• **Pasaje citado**:
......

Los intelectuales de diversas disciplinas -incluyendo, desde ya, a los pedagogos- piensan y escriben sobre educación; los legisladores dictan las leyes estableciendo la política educativa; los funcionarios reglamentan, implementan y controlan el funcionamiento del sistema; pero en la educación formal, la realidad del “hecho educativo” sucede fundamentalmente cuando un docente entra al aula y se encuentra con sus alumnos. No siempre lo que se piensa y se escribe, ni lo que se legisla ni lo que se reglamenta y controla, es lo que sucede adentro del aula. A veces, es mejor que no suceda.

......

• **Tarea a realizar**: Según el pasaje citado, ¿cuándo sucede fundamentalmente la realidad del “hecho educativo” en la educación formal?

• **Registros de datos**:
......

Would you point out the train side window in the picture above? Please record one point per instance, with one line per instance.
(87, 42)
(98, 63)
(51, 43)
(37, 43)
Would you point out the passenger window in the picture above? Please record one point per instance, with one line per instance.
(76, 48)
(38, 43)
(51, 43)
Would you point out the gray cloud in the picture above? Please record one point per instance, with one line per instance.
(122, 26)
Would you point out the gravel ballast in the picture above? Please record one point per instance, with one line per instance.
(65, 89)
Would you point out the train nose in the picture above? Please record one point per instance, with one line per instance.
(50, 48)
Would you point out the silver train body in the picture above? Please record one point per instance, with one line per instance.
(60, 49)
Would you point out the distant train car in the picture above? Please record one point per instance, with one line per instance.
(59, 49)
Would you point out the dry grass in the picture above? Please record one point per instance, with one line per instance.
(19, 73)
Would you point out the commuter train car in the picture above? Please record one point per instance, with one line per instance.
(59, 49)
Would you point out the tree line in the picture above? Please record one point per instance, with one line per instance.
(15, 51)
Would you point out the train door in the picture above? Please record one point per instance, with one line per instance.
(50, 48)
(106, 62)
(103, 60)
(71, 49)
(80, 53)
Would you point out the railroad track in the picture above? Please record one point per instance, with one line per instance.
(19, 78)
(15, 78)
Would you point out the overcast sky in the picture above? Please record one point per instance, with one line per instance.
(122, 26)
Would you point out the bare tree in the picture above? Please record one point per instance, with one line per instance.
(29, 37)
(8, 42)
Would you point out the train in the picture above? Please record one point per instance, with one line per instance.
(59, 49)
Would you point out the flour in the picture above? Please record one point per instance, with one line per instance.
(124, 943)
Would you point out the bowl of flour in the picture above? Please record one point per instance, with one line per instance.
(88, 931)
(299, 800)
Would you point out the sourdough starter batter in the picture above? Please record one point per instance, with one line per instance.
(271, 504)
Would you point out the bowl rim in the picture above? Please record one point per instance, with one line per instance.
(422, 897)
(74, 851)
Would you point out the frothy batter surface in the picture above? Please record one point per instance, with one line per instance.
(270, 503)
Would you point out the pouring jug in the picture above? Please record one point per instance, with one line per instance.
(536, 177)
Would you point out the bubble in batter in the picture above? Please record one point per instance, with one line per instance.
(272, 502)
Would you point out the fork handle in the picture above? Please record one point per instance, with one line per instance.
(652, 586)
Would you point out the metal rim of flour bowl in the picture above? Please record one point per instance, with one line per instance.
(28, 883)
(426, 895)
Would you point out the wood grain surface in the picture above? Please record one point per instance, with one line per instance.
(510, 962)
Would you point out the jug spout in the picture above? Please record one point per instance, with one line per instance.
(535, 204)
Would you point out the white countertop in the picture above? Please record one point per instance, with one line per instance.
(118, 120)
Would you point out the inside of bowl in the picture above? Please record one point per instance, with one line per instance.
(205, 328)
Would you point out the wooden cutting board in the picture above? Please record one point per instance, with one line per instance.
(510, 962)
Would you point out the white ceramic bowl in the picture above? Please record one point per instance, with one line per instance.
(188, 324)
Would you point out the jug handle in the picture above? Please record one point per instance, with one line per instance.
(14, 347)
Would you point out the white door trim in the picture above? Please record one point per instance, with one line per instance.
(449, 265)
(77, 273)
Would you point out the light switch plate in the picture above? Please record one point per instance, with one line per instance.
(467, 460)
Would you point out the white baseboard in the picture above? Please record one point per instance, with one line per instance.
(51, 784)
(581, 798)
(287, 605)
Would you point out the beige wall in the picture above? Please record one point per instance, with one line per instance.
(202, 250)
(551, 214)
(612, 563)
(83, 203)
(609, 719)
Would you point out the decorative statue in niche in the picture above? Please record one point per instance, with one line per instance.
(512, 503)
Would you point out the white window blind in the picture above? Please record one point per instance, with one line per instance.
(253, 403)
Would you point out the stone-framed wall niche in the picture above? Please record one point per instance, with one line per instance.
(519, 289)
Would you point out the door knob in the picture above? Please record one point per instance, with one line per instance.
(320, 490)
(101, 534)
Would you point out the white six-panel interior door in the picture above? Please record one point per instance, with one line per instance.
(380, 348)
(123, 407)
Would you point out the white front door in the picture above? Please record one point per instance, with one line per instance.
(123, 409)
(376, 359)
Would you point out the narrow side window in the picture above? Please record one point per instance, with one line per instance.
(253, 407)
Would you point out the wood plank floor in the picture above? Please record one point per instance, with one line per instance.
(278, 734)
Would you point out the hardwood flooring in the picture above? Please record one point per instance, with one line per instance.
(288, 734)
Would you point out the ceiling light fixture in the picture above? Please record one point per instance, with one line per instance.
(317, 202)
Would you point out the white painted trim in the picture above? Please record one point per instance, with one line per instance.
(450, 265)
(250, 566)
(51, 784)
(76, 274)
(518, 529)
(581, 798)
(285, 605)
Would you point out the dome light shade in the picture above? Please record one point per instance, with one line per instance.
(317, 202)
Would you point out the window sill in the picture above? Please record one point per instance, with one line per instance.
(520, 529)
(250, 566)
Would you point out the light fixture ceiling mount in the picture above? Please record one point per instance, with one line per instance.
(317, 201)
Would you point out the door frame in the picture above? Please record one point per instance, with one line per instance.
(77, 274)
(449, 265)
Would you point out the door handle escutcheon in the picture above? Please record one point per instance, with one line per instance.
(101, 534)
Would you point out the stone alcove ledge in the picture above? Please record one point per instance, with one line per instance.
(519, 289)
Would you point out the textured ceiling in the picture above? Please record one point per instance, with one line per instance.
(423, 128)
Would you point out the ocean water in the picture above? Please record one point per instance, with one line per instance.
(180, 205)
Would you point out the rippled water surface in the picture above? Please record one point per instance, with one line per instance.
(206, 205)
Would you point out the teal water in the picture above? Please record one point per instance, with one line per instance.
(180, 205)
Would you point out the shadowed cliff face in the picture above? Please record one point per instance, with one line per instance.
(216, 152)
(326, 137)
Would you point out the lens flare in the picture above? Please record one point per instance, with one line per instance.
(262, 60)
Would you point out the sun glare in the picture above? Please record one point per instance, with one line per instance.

......

• **Resultado del ejercicio**: Cuando un docente entra al aula y se encuentra con sus alumnos.